**BRANO PROPOSTO:**
-------

Non si pente di nulla Abrini, anzi. È un fiume in piena e si lancia in un vero e proprio sermone. "La sharia – predica – è la legge divina ed è al di sopra della legge degli uomini". E se fosse libero, aggiunge, andrebbe a vivere "in un Paese dove viene applicata la legge islamica". "Quello che per voi è radicale, per me – incalza – è l’Islam normale". Originario di Berchem-Sainte-Agathe, una di quelle periferie di Bruxelles dove Mohammed è il primo nome all’anagrafe, prima di diventare un terrorista entra ed esce di galera per piccoli furti e reati comuni. Fuma cannabis, beve, va in discoteca e gioca al casinò. Ogni tanto lavora come tecnico o cameriere.

-------

**RIGHE FORNITE:**
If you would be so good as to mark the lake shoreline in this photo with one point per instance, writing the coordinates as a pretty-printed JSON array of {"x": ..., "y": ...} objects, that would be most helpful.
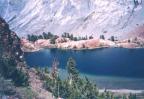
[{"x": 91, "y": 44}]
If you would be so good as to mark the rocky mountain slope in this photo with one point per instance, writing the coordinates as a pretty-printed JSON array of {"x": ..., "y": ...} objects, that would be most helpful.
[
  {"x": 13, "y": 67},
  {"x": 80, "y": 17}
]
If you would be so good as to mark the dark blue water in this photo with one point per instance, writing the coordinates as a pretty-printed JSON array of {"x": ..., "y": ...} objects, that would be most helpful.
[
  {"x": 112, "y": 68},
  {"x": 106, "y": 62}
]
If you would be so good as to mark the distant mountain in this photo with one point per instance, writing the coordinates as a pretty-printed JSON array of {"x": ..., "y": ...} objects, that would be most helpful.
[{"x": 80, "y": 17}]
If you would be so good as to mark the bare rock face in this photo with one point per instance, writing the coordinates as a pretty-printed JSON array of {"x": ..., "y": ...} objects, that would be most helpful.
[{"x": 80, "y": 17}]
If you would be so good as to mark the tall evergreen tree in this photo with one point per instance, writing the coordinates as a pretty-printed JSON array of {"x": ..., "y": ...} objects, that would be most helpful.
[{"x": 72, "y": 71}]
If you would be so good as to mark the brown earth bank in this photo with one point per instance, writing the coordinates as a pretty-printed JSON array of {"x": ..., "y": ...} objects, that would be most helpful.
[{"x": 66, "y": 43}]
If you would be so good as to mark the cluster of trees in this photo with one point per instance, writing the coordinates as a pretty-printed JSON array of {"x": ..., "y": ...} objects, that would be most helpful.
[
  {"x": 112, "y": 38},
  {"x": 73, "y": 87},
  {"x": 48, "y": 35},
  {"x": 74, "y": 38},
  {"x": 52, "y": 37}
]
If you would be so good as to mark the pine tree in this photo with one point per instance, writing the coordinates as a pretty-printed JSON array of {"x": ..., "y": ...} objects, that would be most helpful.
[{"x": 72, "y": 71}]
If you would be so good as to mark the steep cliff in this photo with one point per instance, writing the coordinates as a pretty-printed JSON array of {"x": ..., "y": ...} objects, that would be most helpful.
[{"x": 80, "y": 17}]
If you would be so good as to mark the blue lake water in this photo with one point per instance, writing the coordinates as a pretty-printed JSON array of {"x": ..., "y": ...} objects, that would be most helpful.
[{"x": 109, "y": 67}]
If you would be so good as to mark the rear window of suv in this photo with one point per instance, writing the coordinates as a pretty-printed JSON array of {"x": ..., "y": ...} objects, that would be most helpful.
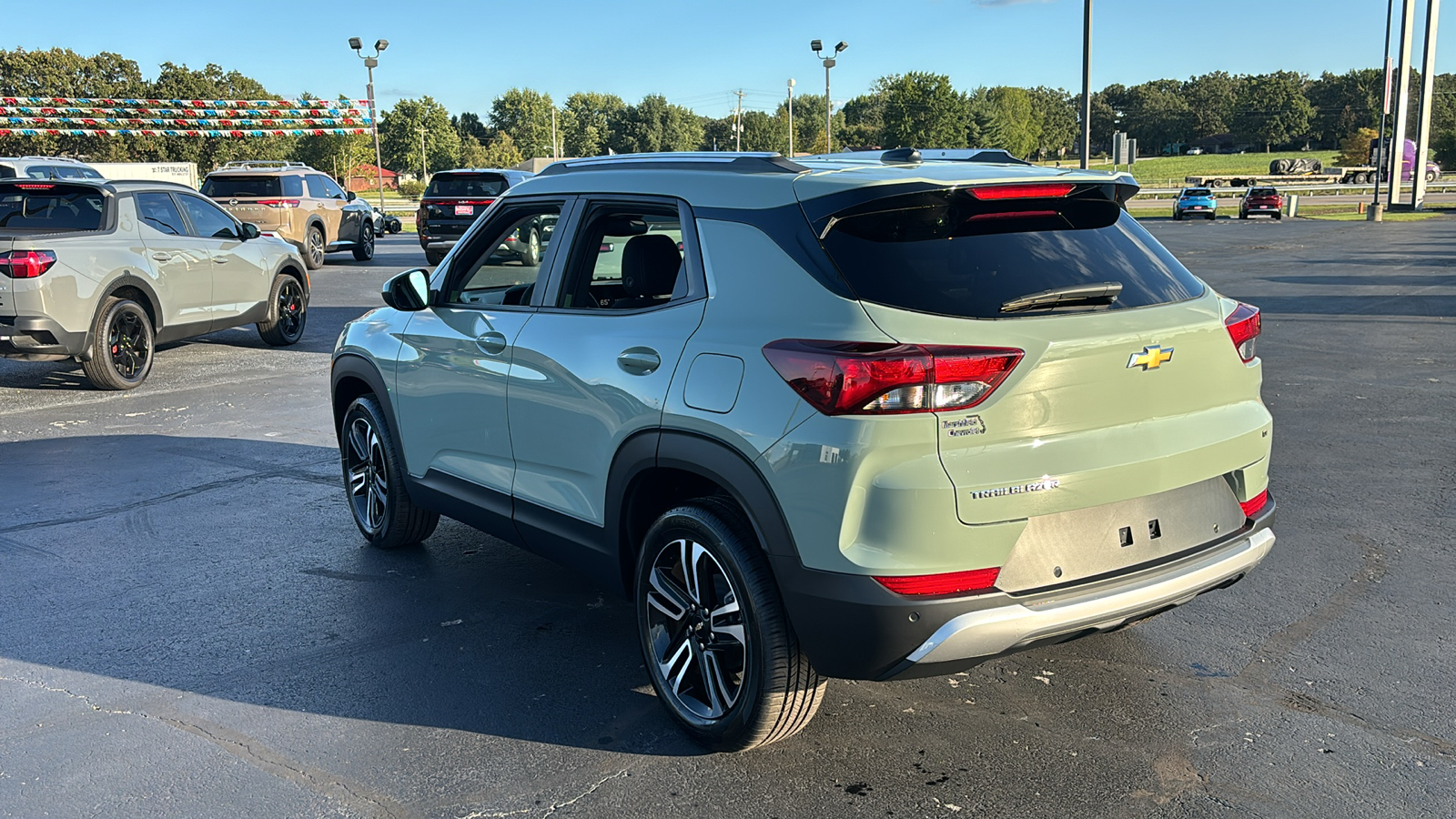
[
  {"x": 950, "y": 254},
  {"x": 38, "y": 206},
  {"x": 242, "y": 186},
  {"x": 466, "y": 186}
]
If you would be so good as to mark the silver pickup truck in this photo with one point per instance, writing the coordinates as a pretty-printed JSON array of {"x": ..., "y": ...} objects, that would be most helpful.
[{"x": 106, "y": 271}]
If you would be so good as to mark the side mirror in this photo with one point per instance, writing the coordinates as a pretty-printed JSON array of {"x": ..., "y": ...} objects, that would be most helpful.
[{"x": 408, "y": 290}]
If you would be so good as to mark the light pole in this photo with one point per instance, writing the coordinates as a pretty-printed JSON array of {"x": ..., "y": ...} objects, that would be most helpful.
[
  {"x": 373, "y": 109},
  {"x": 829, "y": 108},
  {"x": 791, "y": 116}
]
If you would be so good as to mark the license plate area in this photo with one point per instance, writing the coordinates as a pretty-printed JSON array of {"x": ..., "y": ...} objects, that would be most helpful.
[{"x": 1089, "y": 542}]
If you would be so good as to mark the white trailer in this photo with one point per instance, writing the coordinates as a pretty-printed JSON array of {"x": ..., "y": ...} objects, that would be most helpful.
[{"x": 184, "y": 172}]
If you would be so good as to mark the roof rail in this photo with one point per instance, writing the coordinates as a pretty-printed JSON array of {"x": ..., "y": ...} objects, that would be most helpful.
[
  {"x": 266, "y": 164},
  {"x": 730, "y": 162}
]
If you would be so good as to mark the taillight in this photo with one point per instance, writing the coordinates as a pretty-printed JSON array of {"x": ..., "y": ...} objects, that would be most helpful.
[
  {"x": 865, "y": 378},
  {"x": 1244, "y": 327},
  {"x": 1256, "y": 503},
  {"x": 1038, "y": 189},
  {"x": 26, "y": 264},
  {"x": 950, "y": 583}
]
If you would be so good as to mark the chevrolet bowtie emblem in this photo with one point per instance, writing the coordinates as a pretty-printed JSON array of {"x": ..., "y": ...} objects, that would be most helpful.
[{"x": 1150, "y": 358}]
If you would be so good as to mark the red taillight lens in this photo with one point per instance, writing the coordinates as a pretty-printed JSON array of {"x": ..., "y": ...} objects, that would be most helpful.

-------

**SCOPO DEL COMPITO:** Estrai dal brano su Abrini il tratto che va da "Non si pente" a "tecnico o cameriere.", copiandolo parola per parola.

**SOLUZIONE:**
Non si pente di nulla Abrini, anzi. È un fiume in piena e si lancia in un vero e proprio sermone. "La sharia – predica – è la legge divina ed è al di sopra della legge degli uomini". E se fosse libero, aggiunge, andrebbe a vivere "in un Paese dove viene applicata la legge islamica". "Quello che per voi è radicale, per me – incalza – è l’Islam normale". Originario di Berchem-Sainte-Agathe, una di quelle periferie di Bruxelles dove Mohammed è il primo nome all’anagrafe, prima di diventare un terrorista entra ed esce di galera per piccoli furti e reati comuni. Fuma cannabis, beve, va in discoteca e gioca al casinò. Ogni tanto lavora come tecnico o cameriere.